* Fragmento de origen
========================================

Esto tampoco significa abrazar el polo contrario. Así que no desprecies la razón: es el gran logro, el as en la manga del animal humano. Sirve para hablar, preguntar, llegar al tren a la hora y construir neveras. Es un software de la mente para comprender el mundo con el fin de manipularlo en nuestro beneficio. Sin embargo, esta razón cartesiana se queda muy corta cuando hay que comprender a una persona, controlar una pasión, escribir un poema. Puedo asegurarte que, en tu vida, la razón va a serte de poca utilidad en aquellas cosas que más te van a importar, como entender al chico que te guste, manejar adecuadamente la relación con él, o expresar tus sentimientos. Por lo tanto, no olvides que la razón cartesiana es un programa en el ordenador del cerebro que, en Europa, se usa demasiado y se aplica a cosas que no puede representar ni resolver. Úsala, pero solo para lo que sirva. En otros momentos, procura cultivar los otros softwares del cerebro, como la intuición, la contemplación o la facultad poética.
Piensa que lo racional es la mitad del mundo y de la mente, que hay otra filosofía y otra sabiduría, otro arte de vivir basado en el hinduismo, el budismo y el taoísmo, que tu abuelo estudió desde sus veintisiete años, cuando Juan Mascaró le inició en Cambridge y que le han servido para llegar felizmente a su provecta edad de setenta y nueve años, que es cuando te está metiendo este rollo póstumo, porque, a lo mejor —sí, dije «mejor»— cuando tú lo leas y seas capaz de entenderlo, yo ya no estaré aquí para darte la lata y embobarme con tus gracias. Como dirían los Beatles hacia el final de una de sus composiciones: «Take this brother, may it serve you well».

========================================

* Listado de datos
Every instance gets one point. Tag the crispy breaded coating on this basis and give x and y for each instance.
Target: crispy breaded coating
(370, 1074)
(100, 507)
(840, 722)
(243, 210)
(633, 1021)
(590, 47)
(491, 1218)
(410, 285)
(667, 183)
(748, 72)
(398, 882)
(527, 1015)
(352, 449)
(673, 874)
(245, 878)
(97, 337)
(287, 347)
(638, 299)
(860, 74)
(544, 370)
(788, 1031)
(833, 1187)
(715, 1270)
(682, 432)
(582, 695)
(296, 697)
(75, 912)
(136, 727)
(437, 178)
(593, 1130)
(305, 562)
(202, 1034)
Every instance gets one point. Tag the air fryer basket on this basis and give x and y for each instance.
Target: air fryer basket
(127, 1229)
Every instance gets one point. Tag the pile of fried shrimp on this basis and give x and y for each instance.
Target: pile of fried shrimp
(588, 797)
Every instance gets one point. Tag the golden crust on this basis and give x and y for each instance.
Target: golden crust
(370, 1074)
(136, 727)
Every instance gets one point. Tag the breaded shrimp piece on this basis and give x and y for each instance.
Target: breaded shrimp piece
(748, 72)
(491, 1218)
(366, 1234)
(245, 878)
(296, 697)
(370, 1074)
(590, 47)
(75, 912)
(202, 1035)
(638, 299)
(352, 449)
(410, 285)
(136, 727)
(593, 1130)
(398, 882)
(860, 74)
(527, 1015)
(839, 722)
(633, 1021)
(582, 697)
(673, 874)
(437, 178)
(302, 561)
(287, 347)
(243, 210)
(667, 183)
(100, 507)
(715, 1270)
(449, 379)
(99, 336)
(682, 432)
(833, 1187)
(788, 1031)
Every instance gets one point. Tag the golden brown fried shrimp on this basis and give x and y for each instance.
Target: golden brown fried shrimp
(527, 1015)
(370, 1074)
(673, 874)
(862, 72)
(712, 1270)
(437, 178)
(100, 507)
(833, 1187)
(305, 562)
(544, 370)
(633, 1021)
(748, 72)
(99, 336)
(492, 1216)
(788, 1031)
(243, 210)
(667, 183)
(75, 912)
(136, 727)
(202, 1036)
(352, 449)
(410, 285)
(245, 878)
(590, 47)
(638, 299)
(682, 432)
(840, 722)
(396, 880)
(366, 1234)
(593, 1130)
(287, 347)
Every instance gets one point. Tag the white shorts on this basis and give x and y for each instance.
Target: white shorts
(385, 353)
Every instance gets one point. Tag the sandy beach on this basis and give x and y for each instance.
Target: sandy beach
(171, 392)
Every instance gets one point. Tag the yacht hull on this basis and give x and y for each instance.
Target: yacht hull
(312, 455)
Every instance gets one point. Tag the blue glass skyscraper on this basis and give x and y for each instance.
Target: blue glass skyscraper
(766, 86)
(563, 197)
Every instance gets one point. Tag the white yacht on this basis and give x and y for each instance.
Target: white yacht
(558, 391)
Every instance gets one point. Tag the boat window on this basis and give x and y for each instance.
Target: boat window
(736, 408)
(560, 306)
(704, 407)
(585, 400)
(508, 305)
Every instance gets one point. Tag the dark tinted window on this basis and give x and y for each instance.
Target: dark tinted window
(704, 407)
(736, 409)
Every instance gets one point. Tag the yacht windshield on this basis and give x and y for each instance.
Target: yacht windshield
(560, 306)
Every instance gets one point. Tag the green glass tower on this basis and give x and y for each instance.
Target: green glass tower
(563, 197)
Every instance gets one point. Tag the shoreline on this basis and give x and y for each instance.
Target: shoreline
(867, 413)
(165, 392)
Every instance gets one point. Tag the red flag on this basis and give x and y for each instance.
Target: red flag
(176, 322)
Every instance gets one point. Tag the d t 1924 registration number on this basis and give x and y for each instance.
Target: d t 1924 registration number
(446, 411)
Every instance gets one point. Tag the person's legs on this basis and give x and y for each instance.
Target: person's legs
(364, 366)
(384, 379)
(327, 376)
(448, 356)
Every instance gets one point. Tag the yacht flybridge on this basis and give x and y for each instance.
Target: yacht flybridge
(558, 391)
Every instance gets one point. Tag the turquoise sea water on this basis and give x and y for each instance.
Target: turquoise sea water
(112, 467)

========================================

* Instrucciones
[1] Según el fragmento, ¿quién inició al abuelo en Cambridge?
[2] Reúne todas las líneas del listado que contengan la palabra "white". Distingue entre mayúsculas y minúsculas.
El fragmento y el listado proceden de fuentes distintas.

* Respuestas por tarea
[1] Juan Mascaró.

[2]
Every instance gets one point. Tag the white shorts on this basis and give x and y for each instance.
Target: white shorts
Every instance gets one point. Tag the white yacht on this basis and give x and y for each instance.
Target: white yacht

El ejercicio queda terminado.